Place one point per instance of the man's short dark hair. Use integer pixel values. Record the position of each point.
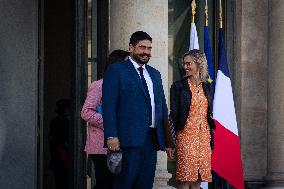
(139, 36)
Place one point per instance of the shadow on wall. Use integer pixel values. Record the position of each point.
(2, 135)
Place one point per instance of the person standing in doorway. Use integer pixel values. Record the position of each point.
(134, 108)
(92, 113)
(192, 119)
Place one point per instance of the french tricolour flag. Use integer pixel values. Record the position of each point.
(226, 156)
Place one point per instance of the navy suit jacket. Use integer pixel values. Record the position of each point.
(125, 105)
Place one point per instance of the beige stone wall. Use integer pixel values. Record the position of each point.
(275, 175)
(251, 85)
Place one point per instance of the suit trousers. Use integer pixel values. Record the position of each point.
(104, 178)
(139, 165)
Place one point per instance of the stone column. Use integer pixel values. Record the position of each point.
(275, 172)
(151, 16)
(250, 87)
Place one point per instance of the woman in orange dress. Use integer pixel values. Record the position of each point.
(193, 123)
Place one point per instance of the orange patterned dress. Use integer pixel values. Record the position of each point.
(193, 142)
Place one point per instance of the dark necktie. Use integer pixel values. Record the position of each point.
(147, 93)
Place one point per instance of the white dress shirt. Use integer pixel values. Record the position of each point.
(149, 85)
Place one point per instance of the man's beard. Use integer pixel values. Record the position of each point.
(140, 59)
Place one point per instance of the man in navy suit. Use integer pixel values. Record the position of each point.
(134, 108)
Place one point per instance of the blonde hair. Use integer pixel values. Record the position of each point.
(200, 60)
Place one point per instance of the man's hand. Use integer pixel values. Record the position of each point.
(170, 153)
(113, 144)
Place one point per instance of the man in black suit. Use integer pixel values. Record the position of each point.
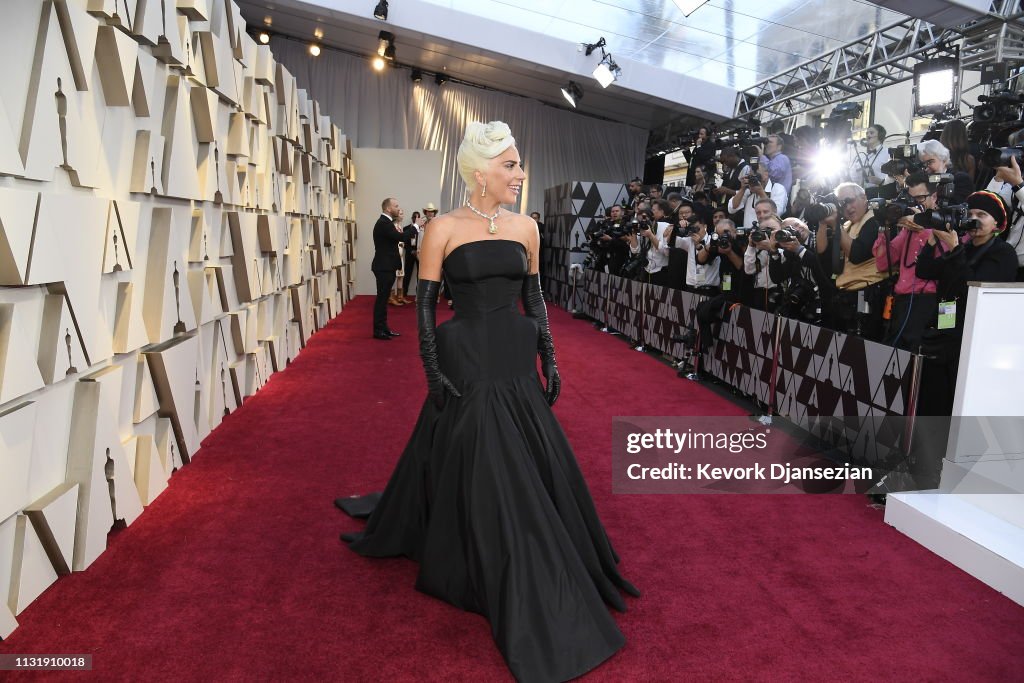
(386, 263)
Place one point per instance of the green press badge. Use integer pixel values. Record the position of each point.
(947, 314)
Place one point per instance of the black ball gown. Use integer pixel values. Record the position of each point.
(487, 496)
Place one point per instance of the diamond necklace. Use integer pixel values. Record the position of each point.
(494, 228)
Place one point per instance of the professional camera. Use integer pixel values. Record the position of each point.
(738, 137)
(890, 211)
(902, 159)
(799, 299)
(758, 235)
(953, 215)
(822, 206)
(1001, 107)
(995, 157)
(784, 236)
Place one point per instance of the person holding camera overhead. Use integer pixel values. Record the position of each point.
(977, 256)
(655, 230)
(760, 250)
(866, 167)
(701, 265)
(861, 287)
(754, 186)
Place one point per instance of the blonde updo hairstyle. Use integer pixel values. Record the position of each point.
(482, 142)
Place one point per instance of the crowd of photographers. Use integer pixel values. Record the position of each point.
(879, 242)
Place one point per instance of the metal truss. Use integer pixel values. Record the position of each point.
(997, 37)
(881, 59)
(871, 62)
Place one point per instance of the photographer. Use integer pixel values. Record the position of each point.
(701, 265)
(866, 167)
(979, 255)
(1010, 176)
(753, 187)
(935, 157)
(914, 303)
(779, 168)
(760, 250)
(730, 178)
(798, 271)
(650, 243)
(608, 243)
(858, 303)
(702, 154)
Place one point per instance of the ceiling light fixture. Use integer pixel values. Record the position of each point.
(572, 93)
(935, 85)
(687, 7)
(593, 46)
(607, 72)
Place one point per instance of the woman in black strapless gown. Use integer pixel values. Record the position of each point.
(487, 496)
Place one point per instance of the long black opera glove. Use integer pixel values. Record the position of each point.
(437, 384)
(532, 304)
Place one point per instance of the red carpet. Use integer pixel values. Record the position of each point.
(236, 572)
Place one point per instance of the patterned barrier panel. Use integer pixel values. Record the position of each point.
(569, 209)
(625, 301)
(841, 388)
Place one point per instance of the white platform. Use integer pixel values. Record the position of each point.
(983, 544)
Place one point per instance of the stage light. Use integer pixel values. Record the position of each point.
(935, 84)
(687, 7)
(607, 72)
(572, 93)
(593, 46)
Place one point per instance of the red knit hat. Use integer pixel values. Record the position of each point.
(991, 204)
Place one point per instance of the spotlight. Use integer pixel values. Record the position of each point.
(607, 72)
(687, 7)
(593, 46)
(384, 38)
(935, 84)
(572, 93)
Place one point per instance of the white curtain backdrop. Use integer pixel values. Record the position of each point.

══════

● Brief:
Reproduce all of the data above verbatim, line for line, omitting the pictures.

● Complete output:
Place one point per instance of the man's short dark hair. Use integer pixel values. Record the position of each point.
(139, 36)
Place one point per instance of the shadow on wall. Use integer pixel values. Record the position of each point.
(2, 135)
Place one point per instance of the person standing in doorway. Use integer pixel values. Record the position of each point.
(134, 108)
(92, 113)
(192, 119)
Place one point per instance of the french tricolour flag. Use integer pixel values. Record the position of each point.
(226, 156)
Place one point per instance of the navy suit jacket. Use integer pixel values. Record the position of each point.
(125, 105)
Place one point per instance of the beige stone wall. Use integer pixel values. Record the position of each point.
(275, 175)
(251, 85)
Place one point per instance of the suit trousers. Use integer pixel values. Record the position of each point.
(104, 178)
(139, 165)
Place one point per instance of the stone column. Use integer pixel values. Record the position of each point.
(275, 172)
(151, 16)
(250, 87)
Place one point per instance of the woman in orange dress. Use integer pixel values. Record the position of each point.
(193, 123)
Place one point per instance of the orange patterned dress. Use integer pixel values. Record the position of each point.
(193, 142)
Place one point per instance of the dark necktie. Use integer pixel values. Record the position of each point.
(147, 93)
Place one point per instance of the white dress shirt. Use integer pixel values. Record the position of each point.
(149, 85)
Place one point per instance of the man's beard. Use integer pixel values. Record the position of each point.
(140, 59)
Place one point per instance of the man in navy suit. Use integer pixel values. Record the position of each point.
(134, 108)
Place one point per instance of the blonde hair. Use integer pixel values. Record the position of each point.
(200, 60)
Place one point per instance of the man's hand. Use integer pixel values. Record the position of each point.
(170, 153)
(113, 144)
Place one point per instance of the man in black suit. Use integer pixel values. Record the position of each point.
(386, 263)
Place one point per instance of the green press badge. Use integer pixel values. Record the position of each point.
(947, 314)
Place one point per instance of the black ball gown. Use integer pixel values. Record the position of each point.
(487, 496)
Place one point per instance of the diamond necklace. Use integer pixel values. Record the position of each point.
(494, 228)
Place one point per instance of the professional camera. Use integer pixel values. Record the position of each point.
(738, 137)
(890, 211)
(902, 159)
(799, 299)
(758, 235)
(953, 215)
(822, 206)
(1001, 107)
(995, 157)
(784, 236)
Place one point per instance of the person holding camera overhead. Use integer pixel values. Record the position of each point.
(977, 256)
(655, 230)
(760, 250)
(866, 167)
(701, 265)
(861, 287)
(754, 186)
Place one point per instance of the blonde updo hairstyle. Use integer pixel values. Record the position of each point.
(482, 142)
Place one point per instance of the crowd of photographers. Use integer pixel values. Record the position of each point.
(879, 242)
Place one point per instance of the metal truss. Use integer pixel values. Record the position of each point.
(997, 37)
(881, 59)
(871, 62)
Place one point per instance of the photographer. Use integer pixel values. Record the position of each point.
(701, 265)
(866, 167)
(979, 255)
(1010, 176)
(753, 187)
(935, 157)
(914, 303)
(779, 168)
(760, 250)
(730, 178)
(798, 271)
(650, 243)
(608, 243)
(858, 303)
(702, 154)
Place one point per instance of the ceiling light fixture. Use integer pixel values. Record the position of each point.
(572, 93)
(935, 85)
(687, 7)
(593, 46)
(607, 72)
Place one point per instance of the woman in black strapless gown. Use integer pixel values. Record the position of each point.
(487, 496)
Place one point per instance of the long black opera glove. Use integer pixel values. Record the position of each point.
(437, 384)
(532, 304)
Place one point per instance of the red carpet. Use integer pixel values. Record the position of each point.
(236, 572)
Place one point per instance of the patterned barrier panel. Use integer pixel values. Record the position of each point.
(569, 209)
(625, 301)
(841, 388)
Place one point per instance of the white platform. Use integer pixel values. Record the position of each point.
(983, 544)
Place one point per instance of the stage light. Use integer pixel values. Record the position of each point.
(935, 84)
(687, 7)
(607, 72)
(572, 93)
(593, 46)
Place one point per instance of the red knit hat. Use integer pixel values. Record the position of each point.
(991, 204)
Place one point per instance of the spotlight. Use integer pixel values. Record the position of each point.
(607, 72)
(687, 7)
(593, 46)
(384, 38)
(935, 84)
(572, 93)
Place one point per instance of the white curtain backdrop. Use integer pixel values. Record the position of each point.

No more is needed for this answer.